▶ **Activity**
Where the string "with" shows up in a line of the records, copy that line.

++++ Record excerpts ++++

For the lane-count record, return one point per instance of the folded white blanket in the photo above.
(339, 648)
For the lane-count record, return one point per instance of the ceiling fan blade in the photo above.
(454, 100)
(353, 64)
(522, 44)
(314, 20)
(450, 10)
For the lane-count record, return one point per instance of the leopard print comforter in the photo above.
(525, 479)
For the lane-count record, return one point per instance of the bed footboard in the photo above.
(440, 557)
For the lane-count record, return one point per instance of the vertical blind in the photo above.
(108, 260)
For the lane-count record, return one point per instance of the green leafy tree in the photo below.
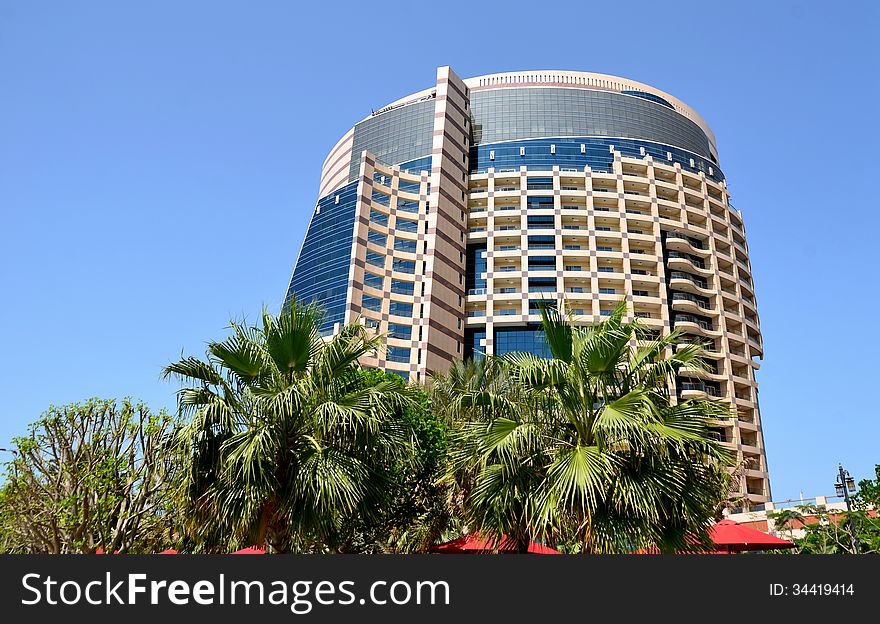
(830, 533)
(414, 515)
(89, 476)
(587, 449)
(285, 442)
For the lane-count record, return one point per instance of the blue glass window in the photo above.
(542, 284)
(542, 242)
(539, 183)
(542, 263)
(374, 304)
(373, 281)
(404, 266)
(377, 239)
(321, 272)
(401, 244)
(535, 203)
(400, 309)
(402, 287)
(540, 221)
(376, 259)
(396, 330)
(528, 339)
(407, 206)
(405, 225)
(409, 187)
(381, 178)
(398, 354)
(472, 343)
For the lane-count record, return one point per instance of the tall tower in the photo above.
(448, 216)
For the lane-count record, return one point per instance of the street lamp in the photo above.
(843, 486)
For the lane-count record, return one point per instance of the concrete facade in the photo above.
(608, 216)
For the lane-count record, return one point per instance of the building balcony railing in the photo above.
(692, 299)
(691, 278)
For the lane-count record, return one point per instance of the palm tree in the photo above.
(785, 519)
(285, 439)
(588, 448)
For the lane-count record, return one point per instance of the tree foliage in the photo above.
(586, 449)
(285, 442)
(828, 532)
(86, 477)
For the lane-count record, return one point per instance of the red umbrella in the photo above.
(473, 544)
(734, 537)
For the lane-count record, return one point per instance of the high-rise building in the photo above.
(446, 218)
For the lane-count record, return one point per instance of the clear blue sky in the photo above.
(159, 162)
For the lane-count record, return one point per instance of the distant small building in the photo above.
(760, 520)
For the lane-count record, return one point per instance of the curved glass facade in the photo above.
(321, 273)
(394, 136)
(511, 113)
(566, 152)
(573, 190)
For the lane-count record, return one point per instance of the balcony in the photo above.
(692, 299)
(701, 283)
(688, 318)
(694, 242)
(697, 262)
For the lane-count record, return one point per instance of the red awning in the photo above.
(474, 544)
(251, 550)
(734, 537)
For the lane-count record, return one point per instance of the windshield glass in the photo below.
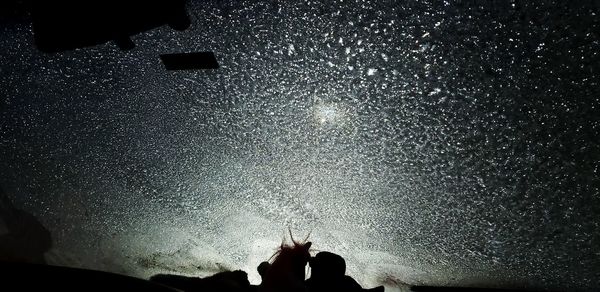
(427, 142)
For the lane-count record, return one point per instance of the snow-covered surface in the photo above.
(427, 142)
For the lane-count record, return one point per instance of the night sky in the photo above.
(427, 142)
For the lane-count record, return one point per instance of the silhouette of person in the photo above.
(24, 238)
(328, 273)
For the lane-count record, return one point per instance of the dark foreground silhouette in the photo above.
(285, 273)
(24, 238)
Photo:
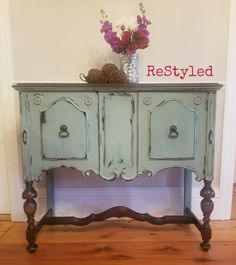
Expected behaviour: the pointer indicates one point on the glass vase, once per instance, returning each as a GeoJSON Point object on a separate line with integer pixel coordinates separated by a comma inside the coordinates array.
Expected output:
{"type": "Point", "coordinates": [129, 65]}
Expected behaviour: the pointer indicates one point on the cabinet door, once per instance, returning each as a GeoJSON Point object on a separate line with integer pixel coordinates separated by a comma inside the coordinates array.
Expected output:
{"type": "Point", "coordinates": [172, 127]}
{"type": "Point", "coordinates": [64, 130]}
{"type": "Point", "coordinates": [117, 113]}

++++
++++ Record excerpts ++++

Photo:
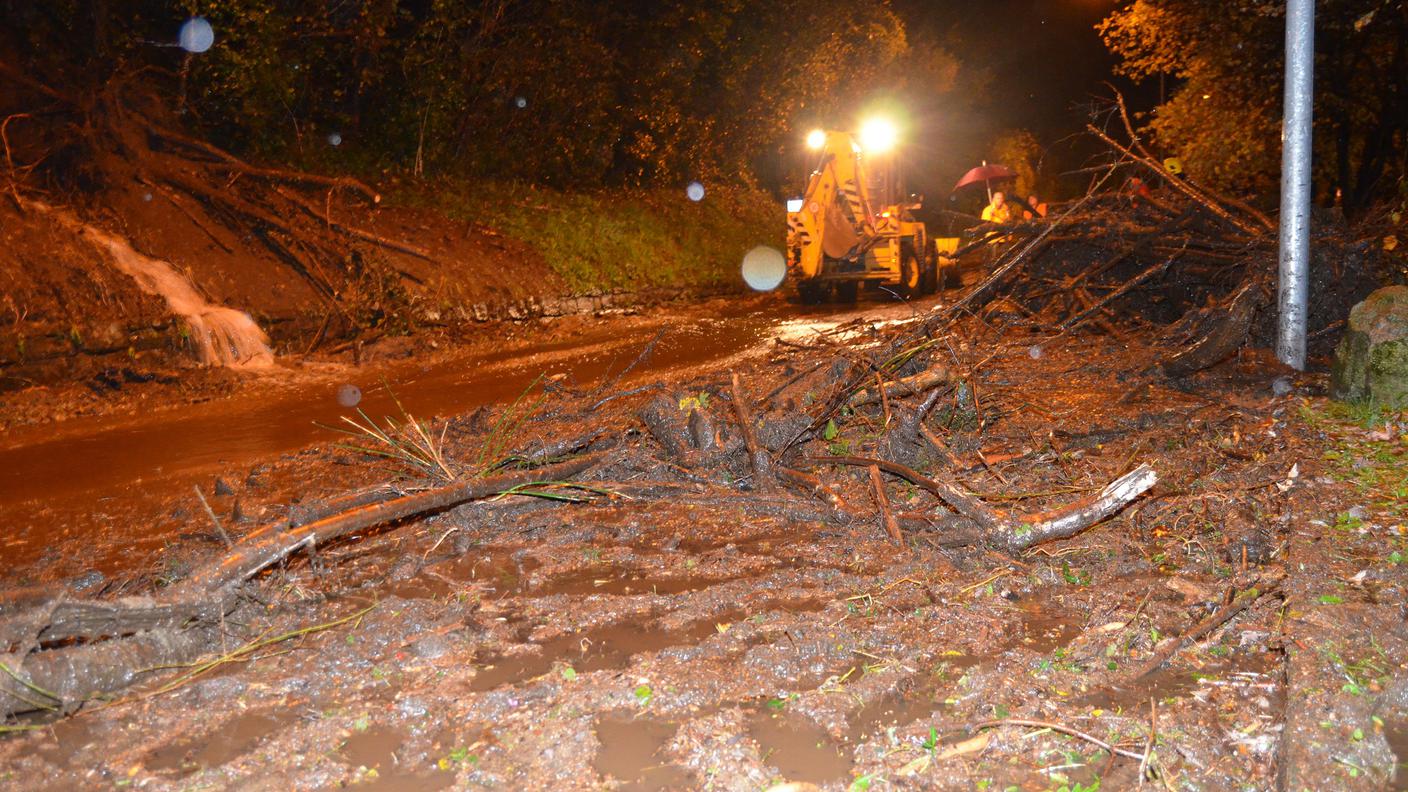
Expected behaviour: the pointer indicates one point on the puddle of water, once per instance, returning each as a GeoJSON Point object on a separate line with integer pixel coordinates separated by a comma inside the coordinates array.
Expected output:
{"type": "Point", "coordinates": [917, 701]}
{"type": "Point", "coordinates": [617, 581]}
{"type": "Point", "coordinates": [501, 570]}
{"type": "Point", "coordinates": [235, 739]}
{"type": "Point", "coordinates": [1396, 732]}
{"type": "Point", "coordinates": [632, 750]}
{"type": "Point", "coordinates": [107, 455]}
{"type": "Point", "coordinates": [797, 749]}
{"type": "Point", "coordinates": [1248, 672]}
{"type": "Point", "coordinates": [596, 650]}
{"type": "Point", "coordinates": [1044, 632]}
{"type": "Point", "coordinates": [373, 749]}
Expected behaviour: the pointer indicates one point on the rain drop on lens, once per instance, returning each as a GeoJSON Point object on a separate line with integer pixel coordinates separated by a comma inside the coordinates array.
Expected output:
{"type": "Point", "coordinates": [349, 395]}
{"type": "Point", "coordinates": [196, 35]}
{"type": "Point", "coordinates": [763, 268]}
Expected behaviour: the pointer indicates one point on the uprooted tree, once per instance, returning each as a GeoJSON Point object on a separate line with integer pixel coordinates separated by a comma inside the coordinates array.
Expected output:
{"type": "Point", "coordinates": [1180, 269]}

++++

▶ **Answer box**
Expected behaviour: the pointer indicates one point on the glass vase, once per instance, returning each as a GeoJSON Point object on a separate line with integer pixel coordinates separated by a comma inside the coordinates array.
Expected behaviour: the pointer indicates one point on the cabinet door, once per instance, returning each as a GeoJSON Point object on a separate line with integer pixel coordinates separated by a comma inside the coordinates array.
Expected behaviour: the pointer indicates one point on the puddle of water, once per instance, returning each as a GeoJSON Point object on a separate line with integer pixel coordinates separated by a comma inside the coordinates array.
Expected behaviour: the pointer indicates one point on the rain drop on lens, once per instance, returning each as a GeoJSON Point object on a separate line with integer pixel coordinates separated by a comma inside the coordinates array.
Expected behaviour: the pointer indicates one point on the uprooted tree, once per instance, returning each as a GeoJSON Point object on a separate line with integer pixel coordinates separated by a comma inside the coordinates array.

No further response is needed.